Task directions: Recast the items, from the line containing "If you could outline every instance of the pale" through the last line of the items, as a Markdown table with a Row column that numbers each line and an Entry column that holds the line, leaving out blank lines and pictures.

Entries:
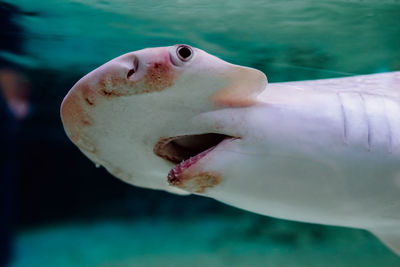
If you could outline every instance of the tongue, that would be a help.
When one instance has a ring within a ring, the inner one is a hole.
[[[203,158],[205,155],[207,155],[208,152],[213,150],[216,146],[213,146],[200,154],[197,154],[194,157],[191,157],[187,160],[182,161],[178,165],[176,165],[169,173],[168,173],[168,182],[172,185],[179,185],[180,179],[179,175],[183,173],[187,168],[190,166],[194,165],[197,161],[199,161],[201,158]]]

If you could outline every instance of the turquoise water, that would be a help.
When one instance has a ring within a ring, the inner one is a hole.
[[[74,222],[20,234],[12,267],[399,266],[365,231],[247,213]]]
[[[32,64],[91,68],[128,51],[188,43],[271,81],[400,69],[396,0],[10,1]]]
[[[272,82],[400,70],[395,0],[8,2],[34,15],[20,20],[27,54],[4,56],[60,75],[84,74],[120,54],[176,43],[258,68]],[[157,205],[154,197],[143,201]],[[181,208],[193,209],[184,201]],[[365,231],[239,210],[49,222],[22,228],[15,245],[12,267],[400,266],[400,258]]]

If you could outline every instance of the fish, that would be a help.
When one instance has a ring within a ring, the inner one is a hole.
[[[147,48],[80,79],[61,119],[128,184],[365,229],[400,255],[400,72],[268,83],[189,45]]]

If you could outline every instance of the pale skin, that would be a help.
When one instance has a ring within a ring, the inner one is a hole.
[[[82,78],[61,114],[82,152],[130,184],[367,229],[400,253],[399,72],[267,84],[200,49],[152,48]],[[206,133],[224,137],[202,152]]]

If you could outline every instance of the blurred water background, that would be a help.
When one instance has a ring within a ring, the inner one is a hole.
[[[17,125],[15,145],[1,143],[16,166],[0,184],[14,207],[1,224],[14,233],[9,266],[400,266],[365,231],[124,184],[59,119],[81,76],[146,47],[190,44],[270,82],[400,70],[400,1],[9,0],[0,21],[0,82],[22,88],[3,97]]]

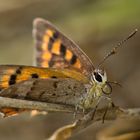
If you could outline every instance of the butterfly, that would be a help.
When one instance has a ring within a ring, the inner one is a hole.
[[[102,97],[111,100],[106,72],[95,68],[80,47],[54,25],[35,19],[33,37],[36,66],[0,65],[0,96],[68,104],[83,110],[97,107]],[[10,116],[22,110],[0,111]]]

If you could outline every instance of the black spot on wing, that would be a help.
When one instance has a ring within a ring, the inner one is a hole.
[[[71,60],[70,60],[70,64],[73,65],[76,63],[76,59],[77,59],[77,56],[76,55],[73,55]]]
[[[16,83],[16,78],[17,78],[17,75],[16,74],[12,74],[11,76],[10,76],[10,79],[9,79],[9,85],[13,85],[13,84],[15,84]]]
[[[57,77],[56,77],[56,76],[51,76],[51,78],[54,78],[54,79],[56,79]]]
[[[53,46],[53,43],[55,42],[55,40],[56,40],[57,38],[58,38],[58,33],[57,33],[57,32],[55,32],[55,33],[53,34],[53,36],[50,37],[50,40],[49,40],[49,43],[48,43],[48,50],[49,50],[49,51],[51,51],[52,46]]]
[[[65,54],[66,54],[66,47],[65,47],[63,44],[61,44],[61,46],[60,46],[60,53],[61,53],[63,56],[65,56]]]
[[[50,40],[49,40],[49,43],[48,43],[48,50],[49,51],[51,51],[54,41],[55,40],[51,37]]]
[[[16,74],[21,74],[21,69],[22,69],[22,67],[19,67],[19,68],[16,70]]]
[[[39,78],[39,75],[37,73],[33,73],[31,76],[32,78]]]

Reply:
| Row | Entry |
|---|---|
| 1 | If you could outline every instance of the pale skin, that would be a help. |
| 2 | When one instance has a ring within a ring, the inner one is a hole. |
| 3 | [[[82,78],[61,114],[82,152],[130,184],[367,229],[400,253],[399,72],[267,84],[200,49],[152,48]],[[206,133],[224,137],[202,152]]] |
| 4 | If you could outline every instance of the blurred water background, that would be a help. |
| 5 | When one instance has a ring within a ring, the inner one is a hole. |
| 6 | [[[17,125],[15,145],[1,143],[16,166],[0,184],[14,207],[1,224],[14,233],[9,266],[400,266],[365,231],[124,184],[59,119],[81,76],[146,47],[190,44],[270,82],[400,70],[400,1],[9,0],[0,21],[0,82],[22,88],[3,97]]] |
| 7 | If you could outline every instance of the butterfly, that would be a help. |
| 8 | When one instance has a ring within a ring, the inner one is a hole. |
| 9 | [[[102,97],[111,100],[106,72],[95,68],[80,47],[54,25],[35,19],[33,37],[36,66],[0,65],[0,96],[68,104],[83,110],[97,107]],[[10,116],[22,110],[0,111]]] |
| 10 | If you could outline every instance of the black spot on wing, that would be a help. |
| 11 | When one instance has a ring within a ring, the inner one is a hole. |
| 12 | [[[71,60],[70,60],[70,64],[73,65],[76,63],[76,59],[77,59],[77,56],[76,55],[73,55]]] |
| 13 | [[[16,83],[16,78],[17,78],[17,75],[16,74],[12,74],[11,76],[10,76],[10,79],[9,79],[9,85],[13,85],[13,84],[15,84]]] |
| 14 | [[[57,77],[56,77],[56,76],[51,76],[51,78],[54,78],[54,79],[56,79]]] |
| 15 | [[[53,46],[53,43],[55,42],[55,40],[56,40],[57,38],[58,38],[58,33],[57,33],[57,32],[55,32],[55,33],[53,34],[53,36],[50,37],[50,40],[49,40],[49,43],[48,43],[48,50],[49,50],[49,51],[51,51],[52,46]]] |
| 16 | [[[65,54],[66,54],[66,47],[65,47],[63,44],[61,44],[61,46],[60,46],[60,53],[61,53],[63,56],[65,56]]] |
| 17 | [[[50,40],[49,40],[49,43],[48,43],[48,50],[49,51],[51,51],[54,41],[55,40],[51,37]]] |
| 18 | [[[16,74],[21,74],[21,69],[22,69],[22,67],[19,67],[19,68],[16,70]]] |
| 19 | [[[39,78],[39,75],[37,73],[33,73],[31,76],[32,78]]] |